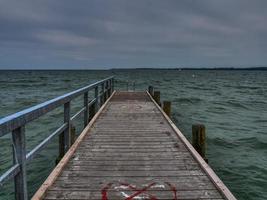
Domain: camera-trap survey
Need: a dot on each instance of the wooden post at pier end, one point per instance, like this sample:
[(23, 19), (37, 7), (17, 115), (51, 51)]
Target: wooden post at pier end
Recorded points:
[(151, 90), (199, 139), (167, 107), (72, 134), (157, 97), (60, 147)]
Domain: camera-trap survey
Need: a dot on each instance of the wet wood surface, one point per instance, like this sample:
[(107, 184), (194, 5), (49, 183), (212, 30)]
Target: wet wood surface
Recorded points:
[(131, 152)]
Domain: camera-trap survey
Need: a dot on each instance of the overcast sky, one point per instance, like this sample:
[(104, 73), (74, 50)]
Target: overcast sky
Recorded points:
[(68, 34)]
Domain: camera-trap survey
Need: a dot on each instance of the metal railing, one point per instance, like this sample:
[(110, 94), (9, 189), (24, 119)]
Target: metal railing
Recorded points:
[(15, 124)]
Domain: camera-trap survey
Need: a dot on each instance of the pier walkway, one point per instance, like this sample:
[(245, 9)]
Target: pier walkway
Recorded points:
[(132, 150)]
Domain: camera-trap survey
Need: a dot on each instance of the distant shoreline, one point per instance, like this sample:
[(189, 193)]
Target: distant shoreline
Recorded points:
[(150, 68)]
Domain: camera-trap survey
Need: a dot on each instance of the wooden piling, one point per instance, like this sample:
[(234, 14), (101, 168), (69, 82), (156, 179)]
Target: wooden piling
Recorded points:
[(199, 139), (60, 147), (157, 97), (151, 90), (167, 107), (72, 134), (92, 111)]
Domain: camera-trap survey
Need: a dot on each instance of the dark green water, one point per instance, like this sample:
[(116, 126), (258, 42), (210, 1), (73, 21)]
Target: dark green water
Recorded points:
[(232, 105)]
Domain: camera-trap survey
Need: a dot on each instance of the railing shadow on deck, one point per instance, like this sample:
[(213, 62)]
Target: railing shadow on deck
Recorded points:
[(15, 124)]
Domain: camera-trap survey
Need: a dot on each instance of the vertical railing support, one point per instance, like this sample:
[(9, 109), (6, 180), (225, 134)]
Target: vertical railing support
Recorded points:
[(112, 85), (106, 91), (109, 88), (151, 90), (199, 139), (167, 107), (96, 99), (72, 134), (67, 130), (85, 104), (102, 94), (157, 97), (18, 139)]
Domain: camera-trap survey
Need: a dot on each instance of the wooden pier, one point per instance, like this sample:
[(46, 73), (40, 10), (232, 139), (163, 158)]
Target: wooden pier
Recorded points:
[(130, 149)]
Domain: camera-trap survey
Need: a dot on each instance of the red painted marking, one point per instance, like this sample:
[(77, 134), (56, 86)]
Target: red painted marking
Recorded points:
[(137, 191)]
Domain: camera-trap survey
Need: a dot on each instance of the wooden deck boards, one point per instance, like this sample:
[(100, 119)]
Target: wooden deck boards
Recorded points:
[(132, 152)]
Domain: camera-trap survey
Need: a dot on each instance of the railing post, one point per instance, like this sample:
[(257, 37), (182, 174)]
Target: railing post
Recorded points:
[(106, 92), (96, 99), (85, 104), (112, 85), (102, 94), (109, 87), (167, 107), (72, 134), (18, 138), (67, 130), (151, 90), (199, 139), (60, 147), (157, 97)]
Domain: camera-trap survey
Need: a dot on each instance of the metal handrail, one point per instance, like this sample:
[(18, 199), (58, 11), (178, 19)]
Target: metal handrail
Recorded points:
[(15, 123)]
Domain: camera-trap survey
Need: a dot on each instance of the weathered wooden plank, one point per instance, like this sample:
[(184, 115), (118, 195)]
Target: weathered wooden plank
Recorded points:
[(100, 173), (132, 142), (115, 195)]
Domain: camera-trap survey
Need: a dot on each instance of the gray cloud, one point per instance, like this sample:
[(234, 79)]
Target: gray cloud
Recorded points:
[(140, 33)]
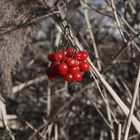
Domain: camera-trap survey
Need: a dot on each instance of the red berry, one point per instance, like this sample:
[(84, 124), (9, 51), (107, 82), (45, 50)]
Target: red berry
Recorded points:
[(77, 76), (51, 56), (58, 56), (73, 70), (69, 77), (62, 68), (84, 66), (50, 74), (81, 55), (70, 62), (70, 50)]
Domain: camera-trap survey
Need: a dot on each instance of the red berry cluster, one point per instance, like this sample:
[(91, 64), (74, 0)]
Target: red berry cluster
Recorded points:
[(67, 63)]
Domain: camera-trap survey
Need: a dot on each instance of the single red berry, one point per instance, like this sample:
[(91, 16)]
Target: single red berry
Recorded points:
[(84, 66), (50, 74), (68, 77), (77, 76), (77, 62), (51, 56), (58, 56), (74, 70), (81, 55), (70, 62), (62, 68), (70, 52)]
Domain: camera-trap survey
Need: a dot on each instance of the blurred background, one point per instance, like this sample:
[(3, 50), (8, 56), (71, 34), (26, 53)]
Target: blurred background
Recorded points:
[(55, 110)]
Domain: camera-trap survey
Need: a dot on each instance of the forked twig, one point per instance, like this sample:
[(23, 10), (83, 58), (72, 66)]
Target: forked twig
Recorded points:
[(132, 106)]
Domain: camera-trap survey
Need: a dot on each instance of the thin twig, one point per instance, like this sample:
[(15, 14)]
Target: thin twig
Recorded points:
[(86, 14), (132, 106), (28, 83)]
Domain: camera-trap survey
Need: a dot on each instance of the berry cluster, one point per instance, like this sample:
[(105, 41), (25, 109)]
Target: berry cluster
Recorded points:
[(67, 63)]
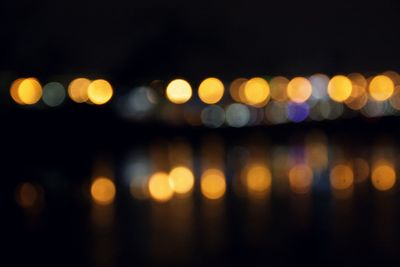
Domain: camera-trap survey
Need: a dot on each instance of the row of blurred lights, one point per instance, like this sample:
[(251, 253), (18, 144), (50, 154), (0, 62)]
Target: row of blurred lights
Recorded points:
[(171, 170), (28, 91), (257, 178), (252, 101)]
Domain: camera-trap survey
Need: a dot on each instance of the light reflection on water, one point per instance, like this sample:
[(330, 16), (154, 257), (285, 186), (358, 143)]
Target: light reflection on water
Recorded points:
[(255, 193)]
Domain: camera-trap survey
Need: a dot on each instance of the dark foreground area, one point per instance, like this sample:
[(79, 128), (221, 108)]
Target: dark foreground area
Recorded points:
[(353, 221)]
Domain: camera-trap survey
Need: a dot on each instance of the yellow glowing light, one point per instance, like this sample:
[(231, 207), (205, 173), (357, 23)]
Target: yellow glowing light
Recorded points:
[(256, 91), (299, 89), (341, 177), (159, 187), (211, 90), (179, 91), (181, 179), (235, 87), (340, 88), (213, 184), (300, 178), (100, 92), (383, 177), (103, 190), (29, 91), (381, 88), (279, 88), (258, 178), (78, 90), (27, 195)]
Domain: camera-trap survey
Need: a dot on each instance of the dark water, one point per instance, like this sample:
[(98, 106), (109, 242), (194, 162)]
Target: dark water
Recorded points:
[(305, 220)]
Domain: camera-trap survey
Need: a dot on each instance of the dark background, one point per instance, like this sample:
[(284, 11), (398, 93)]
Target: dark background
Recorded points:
[(117, 40), (129, 46)]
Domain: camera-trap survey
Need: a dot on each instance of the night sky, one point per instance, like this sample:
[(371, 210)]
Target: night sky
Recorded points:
[(116, 40)]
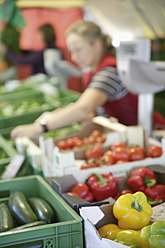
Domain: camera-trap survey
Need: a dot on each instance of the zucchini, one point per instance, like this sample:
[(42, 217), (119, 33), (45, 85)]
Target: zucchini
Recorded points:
[(6, 219), (29, 225), (42, 209), (21, 209)]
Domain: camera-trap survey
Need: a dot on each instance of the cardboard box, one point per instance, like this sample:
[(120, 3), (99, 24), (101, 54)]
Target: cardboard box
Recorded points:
[(62, 184), (32, 152), (57, 163)]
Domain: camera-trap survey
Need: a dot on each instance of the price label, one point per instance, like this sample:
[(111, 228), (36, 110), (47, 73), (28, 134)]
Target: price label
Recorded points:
[(13, 167)]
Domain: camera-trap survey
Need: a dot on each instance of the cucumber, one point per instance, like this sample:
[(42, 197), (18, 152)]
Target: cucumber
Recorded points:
[(6, 219), (42, 209), (29, 225), (21, 209)]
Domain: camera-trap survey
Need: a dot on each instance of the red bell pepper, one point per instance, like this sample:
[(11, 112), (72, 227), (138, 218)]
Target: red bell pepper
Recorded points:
[(82, 190), (141, 178), (155, 194), (103, 185)]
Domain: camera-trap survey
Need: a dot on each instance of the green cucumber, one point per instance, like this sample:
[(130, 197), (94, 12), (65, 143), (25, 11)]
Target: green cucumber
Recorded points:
[(6, 219), (29, 225), (42, 209), (21, 209)]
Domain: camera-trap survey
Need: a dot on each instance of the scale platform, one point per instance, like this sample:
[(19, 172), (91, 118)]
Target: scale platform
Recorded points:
[(141, 76)]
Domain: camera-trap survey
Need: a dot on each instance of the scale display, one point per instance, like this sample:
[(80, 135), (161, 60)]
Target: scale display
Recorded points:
[(141, 76)]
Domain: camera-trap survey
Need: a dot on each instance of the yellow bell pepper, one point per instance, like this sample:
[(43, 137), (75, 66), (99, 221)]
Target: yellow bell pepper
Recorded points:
[(109, 231), (130, 238), (132, 211)]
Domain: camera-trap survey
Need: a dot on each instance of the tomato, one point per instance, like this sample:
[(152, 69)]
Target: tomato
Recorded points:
[(62, 144), (80, 188), (155, 151), (89, 197), (136, 154), (120, 153), (78, 142), (138, 148), (91, 140), (93, 152), (70, 143), (96, 133), (126, 191), (121, 161), (73, 194), (118, 144), (108, 158), (88, 165)]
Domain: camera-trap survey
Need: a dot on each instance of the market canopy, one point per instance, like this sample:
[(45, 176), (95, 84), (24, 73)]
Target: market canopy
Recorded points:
[(128, 19)]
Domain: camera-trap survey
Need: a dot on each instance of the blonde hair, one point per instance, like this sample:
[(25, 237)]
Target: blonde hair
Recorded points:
[(91, 31)]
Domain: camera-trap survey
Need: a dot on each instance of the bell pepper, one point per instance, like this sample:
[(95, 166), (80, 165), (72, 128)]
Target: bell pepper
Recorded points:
[(156, 194), (130, 238), (153, 236), (132, 211), (109, 231), (103, 185), (141, 178)]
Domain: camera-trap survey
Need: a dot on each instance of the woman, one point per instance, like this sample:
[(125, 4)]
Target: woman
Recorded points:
[(36, 58), (91, 49)]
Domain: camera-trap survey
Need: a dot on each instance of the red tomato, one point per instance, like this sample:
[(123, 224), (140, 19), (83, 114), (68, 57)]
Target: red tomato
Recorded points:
[(117, 144), (78, 142), (94, 152), (138, 148), (155, 151), (126, 191), (120, 153), (73, 194), (89, 197), (121, 161), (136, 154), (70, 143), (62, 144), (108, 158), (91, 140), (88, 165), (80, 188), (96, 133)]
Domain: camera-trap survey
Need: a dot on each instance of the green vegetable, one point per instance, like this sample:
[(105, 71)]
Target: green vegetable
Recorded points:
[(20, 208), (29, 225), (42, 209), (6, 220)]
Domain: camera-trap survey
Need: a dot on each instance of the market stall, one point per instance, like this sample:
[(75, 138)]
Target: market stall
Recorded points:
[(97, 182)]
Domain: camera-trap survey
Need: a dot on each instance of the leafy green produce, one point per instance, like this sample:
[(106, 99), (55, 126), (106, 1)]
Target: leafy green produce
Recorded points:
[(3, 154), (6, 109)]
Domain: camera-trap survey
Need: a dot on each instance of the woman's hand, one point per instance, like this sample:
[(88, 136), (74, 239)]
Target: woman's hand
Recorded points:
[(31, 131)]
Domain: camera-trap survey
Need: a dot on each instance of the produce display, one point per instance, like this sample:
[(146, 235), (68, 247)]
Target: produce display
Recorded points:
[(133, 227), (20, 213), (117, 154), (3, 154), (6, 109)]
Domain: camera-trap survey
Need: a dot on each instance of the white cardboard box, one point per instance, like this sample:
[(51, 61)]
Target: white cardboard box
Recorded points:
[(94, 217)]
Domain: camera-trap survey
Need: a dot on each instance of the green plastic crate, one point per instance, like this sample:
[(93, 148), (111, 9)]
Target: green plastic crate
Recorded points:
[(30, 115), (67, 232), (7, 148)]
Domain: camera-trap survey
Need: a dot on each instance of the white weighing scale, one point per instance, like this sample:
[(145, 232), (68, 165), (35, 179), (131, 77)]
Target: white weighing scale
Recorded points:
[(141, 76)]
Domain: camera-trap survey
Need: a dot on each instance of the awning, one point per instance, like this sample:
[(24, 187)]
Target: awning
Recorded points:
[(49, 3)]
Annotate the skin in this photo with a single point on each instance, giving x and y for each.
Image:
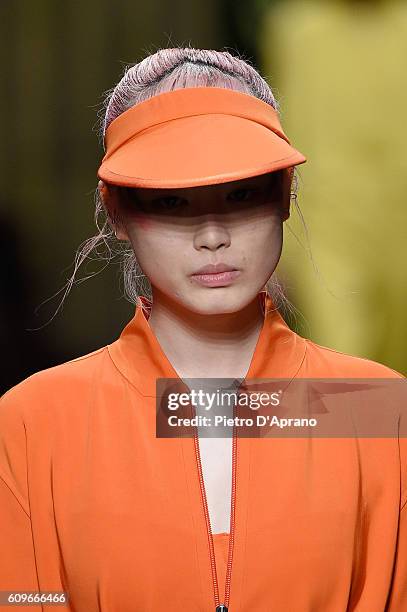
(174, 232)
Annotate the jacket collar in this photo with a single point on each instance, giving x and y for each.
(137, 354)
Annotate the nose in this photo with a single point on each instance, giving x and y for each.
(212, 234)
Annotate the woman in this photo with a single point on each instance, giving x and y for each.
(197, 178)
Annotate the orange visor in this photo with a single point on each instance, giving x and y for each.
(195, 136)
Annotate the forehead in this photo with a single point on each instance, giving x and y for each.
(263, 180)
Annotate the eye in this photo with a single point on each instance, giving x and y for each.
(243, 194)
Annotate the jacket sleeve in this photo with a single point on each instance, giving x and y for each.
(397, 601)
(18, 570)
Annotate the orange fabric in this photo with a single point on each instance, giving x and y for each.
(226, 135)
(92, 503)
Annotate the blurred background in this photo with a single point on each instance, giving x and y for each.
(338, 71)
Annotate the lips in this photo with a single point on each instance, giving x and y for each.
(214, 269)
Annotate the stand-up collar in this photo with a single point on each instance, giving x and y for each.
(138, 355)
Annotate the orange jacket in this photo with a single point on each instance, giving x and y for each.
(94, 504)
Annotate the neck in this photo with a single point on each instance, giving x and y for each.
(221, 345)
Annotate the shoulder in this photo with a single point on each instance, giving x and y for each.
(324, 361)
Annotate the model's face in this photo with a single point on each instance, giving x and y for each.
(175, 232)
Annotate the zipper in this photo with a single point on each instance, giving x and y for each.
(219, 607)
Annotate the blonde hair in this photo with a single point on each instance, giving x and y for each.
(163, 71)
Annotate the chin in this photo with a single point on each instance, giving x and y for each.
(218, 300)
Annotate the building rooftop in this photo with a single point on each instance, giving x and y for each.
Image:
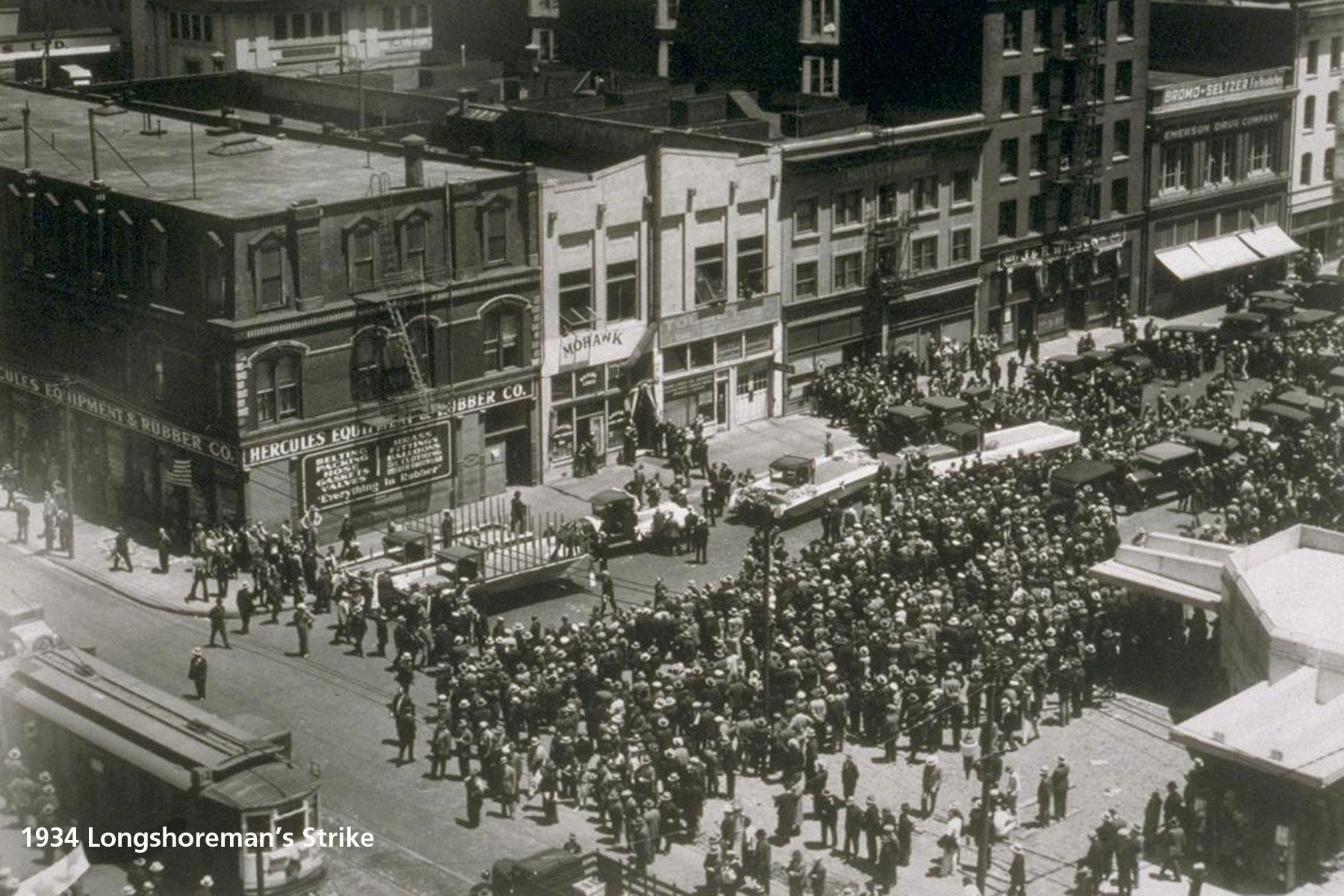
(238, 175)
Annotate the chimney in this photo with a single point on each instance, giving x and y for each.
(414, 148)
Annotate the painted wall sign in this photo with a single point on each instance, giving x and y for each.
(376, 465)
(1209, 92)
(80, 398)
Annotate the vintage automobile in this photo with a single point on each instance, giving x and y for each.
(903, 425)
(1214, 445)
(1070, 479)
(1156, 469)
(1280, 417)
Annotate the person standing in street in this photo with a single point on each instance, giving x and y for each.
(246, 606)
(198, 671)
(217, 623)
(1043, 791)
(1060, 788)
(120, 551)
(302, 625)
(163, 543)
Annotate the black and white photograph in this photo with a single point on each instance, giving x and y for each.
(671, 448)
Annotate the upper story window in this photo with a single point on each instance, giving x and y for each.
(1125, 20)
(1012, 31)
(847, 208)
(361, 246)
(495, 235)
(191, 26)
(924, 193)
(623, 292)
(1260, 155)
(269, 273)
(213, 273)
(1124, 78)
(806, 217)
(709, 274)
(750, 267)
(1176, 159)
(577, 301)
(413, 242)
(156, 257)
(820, 75)
(502, 337)
(277, 388)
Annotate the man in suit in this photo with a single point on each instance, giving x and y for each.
(198, 671)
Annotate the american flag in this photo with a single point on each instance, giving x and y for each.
(179, 472)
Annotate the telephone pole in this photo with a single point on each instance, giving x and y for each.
(988, 761)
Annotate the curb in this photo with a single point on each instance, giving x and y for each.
(134, 598)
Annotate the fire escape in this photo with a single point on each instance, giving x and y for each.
(396, 287)
(1073, 134)
(885, 260)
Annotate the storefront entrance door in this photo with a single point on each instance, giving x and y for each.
(753, 394)
(591, 428)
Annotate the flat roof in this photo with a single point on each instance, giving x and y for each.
(1300, 588)
(1276, 727)
(234, 184)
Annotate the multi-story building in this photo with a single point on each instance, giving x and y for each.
(880, 235)
(1253, 37)
(1216, 190)
(1316, 214)
(193, 37)
(1065, 89)
(675, 250)
(250, 326)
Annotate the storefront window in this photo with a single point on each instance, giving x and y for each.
(673, 361)
(702, 352)
(759, 340)
(729, 347)
(623, 292)
(562, 388)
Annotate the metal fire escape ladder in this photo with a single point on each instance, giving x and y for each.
(1075, 163)
(390, 274)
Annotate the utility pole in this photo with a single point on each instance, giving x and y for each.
(70, 473)
(988, 759)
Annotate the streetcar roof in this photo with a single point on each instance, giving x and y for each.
(152, 729)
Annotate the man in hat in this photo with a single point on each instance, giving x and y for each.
(302, 625)
(198, 671)
(217, 622)
(1043, 791)
(1060, 788)
(930, 785)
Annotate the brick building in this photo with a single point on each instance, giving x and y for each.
(258, 324)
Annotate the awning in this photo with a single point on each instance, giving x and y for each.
(1225, 253)
(1270, 242)
(1183, 262)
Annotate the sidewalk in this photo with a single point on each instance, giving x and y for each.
(752, 447)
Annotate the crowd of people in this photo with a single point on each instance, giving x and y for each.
(939, 605)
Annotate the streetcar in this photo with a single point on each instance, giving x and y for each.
(125, 756)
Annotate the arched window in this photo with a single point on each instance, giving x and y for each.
(421, 332)
(147, 371)
(503, 337)
(366, 368)
(277, 388)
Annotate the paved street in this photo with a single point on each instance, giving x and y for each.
(336, 704)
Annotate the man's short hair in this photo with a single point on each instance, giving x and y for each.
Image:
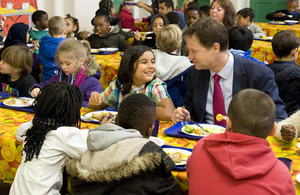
(209, 31)
(137, 111)
(169, 38)
(173, 18)
(56, 25)
(37, 16)
(247, 12)
(284, 42)
(168, 3)
(252, 112)
(240, 38)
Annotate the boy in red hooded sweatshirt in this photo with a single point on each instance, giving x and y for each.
(240, 161)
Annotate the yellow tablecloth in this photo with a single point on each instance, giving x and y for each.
(109, 66)
(262, 50)
(271, 29)
(10, 157)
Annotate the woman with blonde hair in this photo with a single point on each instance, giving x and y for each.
(171, 67)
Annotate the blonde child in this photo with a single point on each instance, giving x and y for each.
(103, 37)
(15, 68)
(72, 26)
(158, 22)
(246, 17)
(48, 46)
(136, 75)
(49, 140)
(77, 67)
(125, 14)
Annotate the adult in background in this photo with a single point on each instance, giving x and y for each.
(218, 75)
(223, 11)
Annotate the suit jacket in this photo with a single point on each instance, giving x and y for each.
(247, 74)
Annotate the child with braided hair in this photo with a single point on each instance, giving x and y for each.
(77, 67)
(50, 139)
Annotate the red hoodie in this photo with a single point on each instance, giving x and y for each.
(233, 163)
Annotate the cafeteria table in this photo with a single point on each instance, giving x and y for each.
(272, 29)
(11, 149)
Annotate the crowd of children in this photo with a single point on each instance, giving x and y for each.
(185, 60)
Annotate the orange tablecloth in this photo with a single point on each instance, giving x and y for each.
(109, 66)
(262, 50)
(271, 29)
(11, 149)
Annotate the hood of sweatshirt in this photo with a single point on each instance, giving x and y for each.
(241, 156)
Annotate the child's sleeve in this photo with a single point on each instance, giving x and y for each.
(75, 142)
(22, 129)
(159, 92)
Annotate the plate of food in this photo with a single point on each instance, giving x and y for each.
(195, 130)
(291, 22)
(19, 102)
(97, 116)
(278, 22)
(157, 141)
(179, 156)
(95, 50)
(126, 29)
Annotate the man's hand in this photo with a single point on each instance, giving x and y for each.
(180, 114)
(288, 132)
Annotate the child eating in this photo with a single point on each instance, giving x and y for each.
(76, 67)
(136, 75)
(15, 68)
(130, 163)
(49, 140)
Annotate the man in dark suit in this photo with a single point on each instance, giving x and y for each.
(207, 42)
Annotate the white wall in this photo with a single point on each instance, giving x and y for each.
(84, 10)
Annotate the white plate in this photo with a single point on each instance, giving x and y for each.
(213, 129)
(291, 21)
(126, 29)
(157, 141)
(89, 116)
(186, 153)
(109, 49)
(298, 177)
(19, 102)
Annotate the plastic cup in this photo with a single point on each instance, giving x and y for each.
(155, 129)
(286, 161)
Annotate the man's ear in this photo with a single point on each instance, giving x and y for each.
(229, 125)
(216, 47)
(149, 131)
(273, 129)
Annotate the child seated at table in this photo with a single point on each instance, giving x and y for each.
(287, 14)
(130, 163)
(240, 161)
(40, 20)
(48, 46)
(15, 68)
(171, 67)
(102, 37)
(49, 140)
(77, 67)
(246, 17)
(136, 75)
(158, 22)
(72, 27)
(240, 41)
(285, 45)
(125, 14)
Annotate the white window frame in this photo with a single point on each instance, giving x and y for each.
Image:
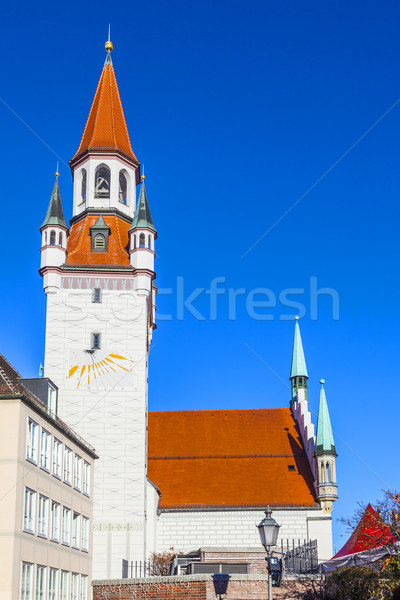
(45, 450)
(66, 526)
(84, 586)
(55, 521)
(85, 534)
(53, 579)
(77, 472)
(57, 458)
(32, 437)
(76, 530)
(68, 465)
(29, 510)
(40, 592)
(64, 581)
(86, 478)
(26, 577)
(43, 516)
(74, 586)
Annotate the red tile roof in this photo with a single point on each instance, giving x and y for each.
(228, 458)
(79, 243)
(106, 129)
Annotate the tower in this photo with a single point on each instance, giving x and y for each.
(325, 454)
(100, 317)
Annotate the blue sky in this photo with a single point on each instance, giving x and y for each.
(236, 110)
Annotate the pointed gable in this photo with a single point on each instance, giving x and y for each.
(106, 129)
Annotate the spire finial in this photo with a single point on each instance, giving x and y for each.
(108, 45)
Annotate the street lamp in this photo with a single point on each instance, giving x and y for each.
(268, 530)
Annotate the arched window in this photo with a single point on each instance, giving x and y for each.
(99, 242)
(83, 185)
(123, 188)
(102, 182)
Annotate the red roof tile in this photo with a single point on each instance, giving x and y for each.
(79, 243)
(106, 128)
(228, 458)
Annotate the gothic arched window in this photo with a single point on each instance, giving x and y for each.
(102, 182)
(83, 185)
(99, 242)
(123, 188)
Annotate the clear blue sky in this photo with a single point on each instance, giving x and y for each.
(236, 109)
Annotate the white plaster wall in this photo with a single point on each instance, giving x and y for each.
(191, 530)
(110, 412)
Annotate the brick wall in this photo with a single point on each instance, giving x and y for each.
(203, 587)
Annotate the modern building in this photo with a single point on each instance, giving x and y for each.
(164, 479)
(46, 497)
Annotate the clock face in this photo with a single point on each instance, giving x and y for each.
(94, 369)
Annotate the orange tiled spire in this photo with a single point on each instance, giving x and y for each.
(106, 129)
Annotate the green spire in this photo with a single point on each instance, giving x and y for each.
(324, 442)
(142, 218)
(55, 213)
(299, 368)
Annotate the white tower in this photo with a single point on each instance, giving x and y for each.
(100, 317)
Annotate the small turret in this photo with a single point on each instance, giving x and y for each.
(325, 454)
(54, 232)
(142, 235)
(298, 372)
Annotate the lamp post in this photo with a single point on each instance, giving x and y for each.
(268, 530)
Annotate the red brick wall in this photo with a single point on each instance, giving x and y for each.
(200, 587)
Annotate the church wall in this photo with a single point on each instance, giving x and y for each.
(109, 409)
* * * *
• **Assignment**
Write down, word for word, the lines above from the one containing "Target: green cucumber" through the one containing "Need: a dot on each instance of the yellow bell", both ends included.

• **Exercise answer**
Target: green cucumber
Recorded points:
[(6, 219), (29, 225), (42, 209), (21, 209)]
Domain: camera-trap survey
Need: a dot on each instance of the scale platform, one point per instance, like this sample:
[(19, 172), (91, 118)]
Target: scale platform
Recorded points:
[(141, 76)]
Domain: camera-trap survey
Need: a dot on each instance of the scale display, one point per instance, like this sample:
[(80, 135), (161, 60)]
Target: scale display
Recorded points:
[(141, 76)]
Domain: camera-trap survey
Need: a dot on each instance of the yellow bell pepper, one point per instance, like this sample:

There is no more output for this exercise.